**Exercise details:** Write out the entries once more, exactly as they appear.

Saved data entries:
■ ■ ■ ■

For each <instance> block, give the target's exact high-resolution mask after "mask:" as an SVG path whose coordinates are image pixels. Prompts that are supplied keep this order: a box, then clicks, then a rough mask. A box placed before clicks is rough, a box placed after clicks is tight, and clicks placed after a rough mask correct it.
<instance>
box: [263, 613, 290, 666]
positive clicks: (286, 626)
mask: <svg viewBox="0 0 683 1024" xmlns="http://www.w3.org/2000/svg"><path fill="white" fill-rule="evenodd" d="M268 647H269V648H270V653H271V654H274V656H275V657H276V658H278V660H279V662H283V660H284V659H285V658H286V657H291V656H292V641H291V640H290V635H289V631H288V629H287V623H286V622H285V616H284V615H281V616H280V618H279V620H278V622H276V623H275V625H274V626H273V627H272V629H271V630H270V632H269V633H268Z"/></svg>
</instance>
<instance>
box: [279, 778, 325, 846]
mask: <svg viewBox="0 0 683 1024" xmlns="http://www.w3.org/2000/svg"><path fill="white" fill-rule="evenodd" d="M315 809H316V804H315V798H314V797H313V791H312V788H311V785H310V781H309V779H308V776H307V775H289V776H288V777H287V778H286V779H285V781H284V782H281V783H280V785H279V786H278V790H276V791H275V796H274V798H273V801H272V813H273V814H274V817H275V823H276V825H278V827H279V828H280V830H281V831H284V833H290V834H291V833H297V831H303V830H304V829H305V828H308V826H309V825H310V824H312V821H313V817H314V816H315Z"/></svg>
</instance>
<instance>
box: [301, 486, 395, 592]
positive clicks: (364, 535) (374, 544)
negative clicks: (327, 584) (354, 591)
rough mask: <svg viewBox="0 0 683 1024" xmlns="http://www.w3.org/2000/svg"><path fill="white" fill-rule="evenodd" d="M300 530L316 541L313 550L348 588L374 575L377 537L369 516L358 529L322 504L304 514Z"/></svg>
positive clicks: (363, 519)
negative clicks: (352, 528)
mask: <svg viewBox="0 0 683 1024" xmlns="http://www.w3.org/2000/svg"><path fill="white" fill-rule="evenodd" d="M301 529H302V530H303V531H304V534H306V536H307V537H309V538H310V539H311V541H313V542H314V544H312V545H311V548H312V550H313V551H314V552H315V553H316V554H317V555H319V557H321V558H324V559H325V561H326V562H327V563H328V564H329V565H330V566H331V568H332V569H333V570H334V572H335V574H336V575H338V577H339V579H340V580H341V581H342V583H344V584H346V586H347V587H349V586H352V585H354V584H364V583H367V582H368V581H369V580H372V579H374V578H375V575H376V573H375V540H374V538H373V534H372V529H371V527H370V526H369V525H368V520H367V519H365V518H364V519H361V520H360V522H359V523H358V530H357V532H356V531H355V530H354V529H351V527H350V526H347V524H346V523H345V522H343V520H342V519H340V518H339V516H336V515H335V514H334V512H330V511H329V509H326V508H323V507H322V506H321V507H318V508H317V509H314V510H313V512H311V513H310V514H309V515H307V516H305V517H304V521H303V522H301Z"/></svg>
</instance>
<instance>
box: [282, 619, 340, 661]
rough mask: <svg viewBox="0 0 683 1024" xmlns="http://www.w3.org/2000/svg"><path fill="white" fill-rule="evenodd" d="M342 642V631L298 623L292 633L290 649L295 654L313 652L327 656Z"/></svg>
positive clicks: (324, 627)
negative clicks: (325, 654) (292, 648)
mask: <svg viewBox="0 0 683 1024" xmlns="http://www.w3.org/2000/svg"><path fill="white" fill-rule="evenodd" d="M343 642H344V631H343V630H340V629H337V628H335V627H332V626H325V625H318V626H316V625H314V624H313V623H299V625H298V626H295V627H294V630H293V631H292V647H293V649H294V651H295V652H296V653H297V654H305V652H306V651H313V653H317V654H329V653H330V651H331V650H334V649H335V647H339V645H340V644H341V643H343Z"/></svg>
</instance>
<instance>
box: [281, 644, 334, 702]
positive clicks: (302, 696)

■ ■ ■ ■

**Expected answer:**
For each <instance> block, give the target's exact high-resolution mask after "mask:" as an SVG path whose coordinates are image pixels. Prompts that are supplied keep this order: a box, then clicks, then a rough mask. A box placed before clicks is rough, a box placed after clicks is tight, and clicks placed after a rough mask correct it.
<instance>
box: [263, 613, 290, 666]
positive clicks: (286, 626)
mask: <svg viewBox="0 0 683 1024" xmlns="http://www.w3.org/2000/svg"><path fill="white" fill-rule="evenodd" d="M268 647H269V648H270V653H271V654H274V656H275V657H276V658H278V660H279V662H283V660H284V659H285V658H286V657H291V656H292V641H291V640H290V635H289V631H288V629H287V623H286V622H285V616H284V615H281V616H280V618H279V620H278V622H276V623H275V625H274V626H273V627H272V629H271V630H270V632H269V633H268Z"/></svg>
</instance>
<instance>
box: [279, 778, 325, 846]
mask: <svg viewBox="0 0 683 1024" xmlns="http://www.w3.org/2000/svg"><path fill="white" fill-rule="evenodd" d="M315 809H316V804H315V798H314V797H313V791H312V788H311V785H310V781H309V779H308V776H307V775H289V776H288V777H287V778H286V779H285V781H284V782H281V783H280V785H279V786H278V790H276V791H275V796H274V798H273V801H272V813H273V814H274V817H275V823H276V825H278V827H279V828H280V830H281V831H284V833H290V834H291V833H297V831H303V830H304V829H305V828H308V826H309V825H310V824H312V821H313V817H314V816H315Z"/></svg>
</instance>
<instance>
box: [301, 486, 395, 592]
positive clicks: (364, 535) (374, 544)
negative clicks: (327, 584) (354, 591)
rough mask: <svg viewBox="0 0 683 1024" xmlns="http://www.w3.org/2000/svg"><path fill="white" fill-rule="evenodd" d="M300 530L316 541L313 550L348 588L374 575L377 537L369 516L358 529L322 504L304 514Z"/></svg>
positive clicks: (363, 519)
negative clicks: (352, 528)
mask: <svg viewBox="0 0 683 1024" xmlns="http://www.w3.org/2000/svg"><path fill="white" fill-rule="evenodd" d="M301 529H302V530H303V531H304V534H306V536H307V537H309V538H310V539H311V541H313V542H314V544H312V545H311V548H312V550H313V551H314V552H315V553H316V554H317V555H319V557H321V558H324V559H325V561H326V562H327V563H328V564H329V565H330V566H331V568H332V569H333V570H334V572H335V574H336V575H338V577H339V579H340V580H341V581H342V583H344V584H346V586H347V587H349V586H352V585H354V584H364V583H367V582H368V581H369V580H372V579H374V578H375V575H376V573H375V540H374V538H373V534H372V529H371V527H370V526H369V525H368V520H367V519H365V518H364V519H361V520H360V522H359V523H358V530H357V532H356V531H355V530H354V529H351V527H350V526H347V524H346V523H345V522H343V520H342V519H340V518H339V516H336V515H335V514H334V512H330V511H329V509H326V508H323V507H322V506H321V507H318V508H317V509H314V510H313V512H311V513H310V514H309V515H307V516H305V517H304V521H303V522H301Z"/></svg>
</instance>
<instance>
box: [282, 619, 340, 661]
rough mask: <svg viewBox="0 0 683 1024" xmlns="http://www.w3.org/2000/svg"><path fill="white" fill-rule="evenodd" d="M342 642V631L298 623L292 633L290 649L295 654L313 652L327 656Z"/></svg>
positive clicks: (324, 627)
negative clicks: (325, 654) (292, 648)
mask: <svg viewBox="0 0 683 1024" xmlns="http://www.w3.org/2000/svg"><path fill="white" fill-rule="evenodd" d="M343 642H344V631H343V630H340V629H337V628H335V627H332V626H325V625H318V626H316V625H314V624H313V623H299V625H298V626H295V627H294V630H293V631H292V647H293V649H294V651H295V652H296V653H297V654H305V652H306V651H313V653H317V654H329V653H330V651H331V650H334V649H335V647H339V645H340V644H341V643H343Z"/></svg>
</instance>
<instance>
box: [281, 644, 334, 702]
positive clicks: (302, 696)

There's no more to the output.